▶ GIVEN INSTRUCTION A:
Write out, unchanged, the lines of the listing from the line containing "Show where the cabin wooden wall is." through the end of the listing, inclusive.

Please indicate whether you support version A, B or some other version, along with your reasoning. Snooganssnoogans (talk) 22:19, 8 May 2019 (UTC)

Survey

The following discussion is closed. Please do not modify it. Subsequent comments should be made on the appropriate discussion page. No further edits should be made to this discussion.


  • Version B: Version A's contention that some estimates are uncontroversial, while others are not, is pure original research on the part of Snooganssnoogans. In fact, the studies that Snooganssnoogans has decided to single out as "disputed" are precisely the studies which the academic literature indicates are the most rigorous: "Of the population-based studies, the Roberts and Burnham studies provided the most rigorous methodology as their primary outcome was mortality" (Tapp et al. 2008, "Iraq War mortality estimates: A systematic review". Conflict and Health. 2(1). doi:10.1186/1752-1505-2-1), "Although the Roberts and Burnham studies faced some criticism in the news media and elsewhere, part of which may have been politically motivated, these studies have been widely viewed among peers as the most rigorous investigations of Iraq War–related mortality among Iraqi civilians; we agree with this assessment and believe that the Hagopian study is also scientifically rigorous" (Levy & Sidel 2016, "Documenting the Effects of Armed Conflict on Population Health". Annual Review of Public Health. 37:205–218. doi:10.1146/annurev-publhealth-032315-021913). Version A incorrectly describes the Lancet studies as particularly disputed, despite them being described in the academic literature as among the most rigorous studies on Iraq War mortality. Version B is neutral, does not describe any one survey-based estimate as more reliable than another, and notes that all casualty estimates are difficult and disputed. Version A's assessment that particular studies are more reliable than others is based only on one editor's personal opinion, and contradicts the sources. I encourage editors commenting here to take the time to look over the discussion above, where an attempt has been made to look through the academic literature in a systematic fashion. In contrast, Version A has been loaded up with a smattering of cherry-picked articles that: 1. Do not support the proposed text in Version A, or 2. Rely heavily on the work of one critic of the Lancet studies, Michael Spagat, whose work has not been widely cited in the academic literature. Version B is based on the most widely cited academic literature that deals with the Lancet studies, and on review articles in prestigious journals (e.g., Annual Reviews). -Thucydides411 (talk) 22:34, 8 May 2019 (UTC)

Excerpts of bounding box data
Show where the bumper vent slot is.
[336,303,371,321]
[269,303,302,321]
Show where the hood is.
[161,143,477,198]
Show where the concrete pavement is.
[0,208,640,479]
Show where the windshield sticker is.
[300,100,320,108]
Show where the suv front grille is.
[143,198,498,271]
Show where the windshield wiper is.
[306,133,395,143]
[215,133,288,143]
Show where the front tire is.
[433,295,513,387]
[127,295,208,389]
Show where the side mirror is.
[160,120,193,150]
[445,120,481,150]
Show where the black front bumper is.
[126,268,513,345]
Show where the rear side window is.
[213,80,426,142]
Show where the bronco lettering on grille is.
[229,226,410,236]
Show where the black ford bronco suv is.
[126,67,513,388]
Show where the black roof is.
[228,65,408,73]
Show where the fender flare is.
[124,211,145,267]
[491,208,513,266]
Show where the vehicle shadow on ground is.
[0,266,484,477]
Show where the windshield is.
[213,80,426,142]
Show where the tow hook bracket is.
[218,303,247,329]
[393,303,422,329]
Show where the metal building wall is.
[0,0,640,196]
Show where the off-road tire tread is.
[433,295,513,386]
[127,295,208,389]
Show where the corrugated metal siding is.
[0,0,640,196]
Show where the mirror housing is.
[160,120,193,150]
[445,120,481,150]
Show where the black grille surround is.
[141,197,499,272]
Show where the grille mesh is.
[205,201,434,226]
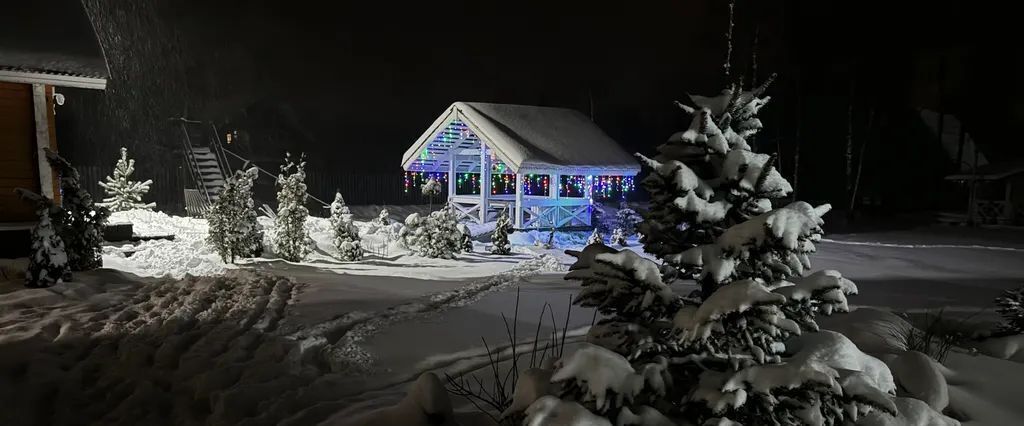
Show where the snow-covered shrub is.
[99,146,156,212]
[459,223,473,253]
[398,206,465,259]
[615,203,643,237]
[490,210,515,254]
[206,167,263,263]
[16,188,71,287]
[608,227,629,247]
[331,193,362,262]
[540,80,896,425]
[273,153,312,262]
[43,148,111,270]
[995,287,1024,335]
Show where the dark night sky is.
[63,0,1024,208]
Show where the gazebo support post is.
[515,173,523,229]
[480,141,490,225]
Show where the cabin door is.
[0,82,39,223]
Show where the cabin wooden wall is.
[0,82,39,222]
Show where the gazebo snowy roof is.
[402,102,640,176]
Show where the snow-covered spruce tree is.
[43,148,111,270]
[490,210,515,255]
[206,167,263,263]
[615,203,643,237]
[374,207,391,226]
[638,76,793,297]
[273,153,310,262]
[459,223,473,253]
[331,193,362,262]
[608,227,629,247]
[528,83,913,425]
[99,146,157,212]
[15,188,71,287]
[995,287,1024,335]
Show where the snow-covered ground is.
[0,207,1024,425]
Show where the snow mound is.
[522,395,611,426]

▶ GIVEN INSTRUCTION B:
In the discussion of Iraq War casualty estimates, which critic of the Lancet studies is Version A said to rely heavily on?

▶ ANSWER A:
Show where the cabin wooden wall is.
[0,82,39,222]
Show where the gazebo snowy roof is.
[402,102,640,176]
Show where the snow-covered spruce tree is.
[43,148,111,270]
[490,210,515,255]
[206,167,263,263]
[615,203,643,237]
[374,207,391,226]
[638,76,793,297]
[273,153,310,262]
[459,223,473,253]
[331,193,362,262]
[608,227,629,247]
[528,83,913,425]
[99,146,157,212]
[15,188,71,287]
[995,287,1024,335]
Show where the snow-covered ground is.
[0,207,1024,425]
Show where the snow mound is.
[522,395,611,426]

▶ ANSWER B:
Michael Spagat